◆ **DOCUMENT SECTION**:
Start

238 In this case, the assertion of non-compliance focussed principally on the absence of direct allegations being put to the appellant in the course of cross-examination in respect of particular topics. With the exception of the submissions concerning the scope of the pleaded case (which have been rejected), it was not explained how it was that the appellant was not on notice of the respondents’ case concerning that subject matter in circumstances where detailed pleadings and affidavits (including expert evidence) had been exchanged in advance of the trial. As explained by the primary judge in connection with the appellant’s reasons for downloading information from the VRC (J [221]):
I find on the balance of probabilities that the data was copied onto a USB drive not so that it could be given to Mr Kenny, but rather to facilitate its untraceable removal from the applicants’ premises. While this was not expressly put to Mr Garner to challenge his contrary account as being untrue, it was so clearly a part of the applicants’ case that I do not consider a rote application of the rule in Browne v Dunn (1894) 6 R 67 at 76, so as to produce a rote denial, was required.
239 In respect of the appellant’s explanation as to the source of the information he entered in Hatchbuck, the primary judge (correctly) observed that the appellant’s assertions were generalised and vague, and that the respondents were under no obligation to help him in that regard by seeking clarification in cross-examination: J [267]. The appellant was plainly on notice of the respondents’ case as to the source of that information, and indeed responded to it in the manner of his choosing by way of a table in an affidavit. Considerations of fairness did not require the respondents to put to the appellant that each and every assertion in the table was false.
240 As to the ability of the appellant to remotely access SUGAR, objective evidence of his remote access was contained in the affidavit of Mr O’Kane (provided before the trial) who expressed opinions in respect of it. The respondents’ case concerning the appellant’s proficiency in the use of SUGAR and the likelihood that information had been copied from SUGAR and pasted into a spreadsheet titled “Gary G List” was specifically foreshadowed in the report of Mr O’Kane provided in advance of the trial.
241 The appellant has not shown that the primary judge erred in failing to find material non-compliance with the rule in Browne v Dunn in respect of any of the subject matters referred to in [1.7] of the Amended Notice of Appeal, giving rise to any substantive unfairness in the conduct of the trial.

End

◆ **MATERIAL PROVIDED**:
Start

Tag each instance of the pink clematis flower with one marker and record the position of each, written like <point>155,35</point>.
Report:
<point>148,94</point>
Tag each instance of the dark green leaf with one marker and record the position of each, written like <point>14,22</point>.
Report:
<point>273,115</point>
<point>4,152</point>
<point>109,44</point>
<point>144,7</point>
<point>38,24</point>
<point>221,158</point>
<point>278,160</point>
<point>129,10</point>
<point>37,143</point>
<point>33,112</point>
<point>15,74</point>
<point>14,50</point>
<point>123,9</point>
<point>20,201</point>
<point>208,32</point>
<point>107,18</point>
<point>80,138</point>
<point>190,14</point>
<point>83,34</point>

End

◆ **WORK TO COMPLETE**:
a. Decide whether each statement below agrees with the judgment excerpt on the Browne v Dunn rule, answering yes or no and quoting the words of the excerpt that settle it. (i) The primary judge found that the data was copied onto a USB drive so that it could be given to Mr Kenny. (ii) The appellant responded to the respondents' case on the source of the Hatchbuck information by way of a table in an affidavit. (iii) Mr O'Kane's affidavit was provided after the trial.
b. Quote the judgment excerpt on the Browne v Dunn rule from "240 As to the" to "provided in advance of the trial.".
c. Extend the judgment excerpt on the Browne v Dunn rule, picking up after its last sentence.
The material is not needed for this work.

◆ **ANSWERS TO THE EXERCISES**:
a.
(i) No: "not so that it could be given to Mr Kenny, but rather to facilitate its untraceable removal from the applicants’ premises"
(ii) Yes: "responded to it in the manner of his choosing by way of a table in an affidavit"
(iii) No: "the affidavit of Mr O’Kane (provided before the trial)"

b.
240 As to the ability of the appellant to remotely access SUGAR, objective evidence of his remote access was contained in the affidavit of Mr O’Kane (provided before the trial) who expressed opinions in respect of it. The respondents’ case concerning the appellant’s proficiency in the use of SUGAR and the likelihood that information had been copied from SUGAR and pasted into a spreadsheet titled “Gary G List” was specifically foreshadowed in the report of Mr O’Kane provided in advance of the trial.

c.
Credit generally
242 We reject the contention that the primary judge erred in “finding that evidence given by the Appellant, including where uncontroverted and unchallenged, and further including where also supported by contemporaneous written evidence, could not be accepted, unless corroborated by other witnesses or unless the evidence was against the interest of the Appellant”: Amended Notice of Appeal, [4.2]. As discussed above, it is not correct to characterise the appellant’s evidence as “uncontroverted”. The assessment of credit discussed in the foregoing paragraphs was orthodox and unsurprising. The submissions on this topic did not address the detailed reasons given by the primary judge for making the assessment that he did.
243 Grounds 3 and 4 must fail.
Ground 5
244 This ground is expressed as follows:
5 Erroneous assessment of alleged loss or damage
5.1 The learned primary judge erred ([347] and [350] of the Reasons) in accepting that the thirty-seven (37) customers in relation to whom the Respondents make allegations of loss and damage, sounded in damages calculated on the full price claimed by the Respondents.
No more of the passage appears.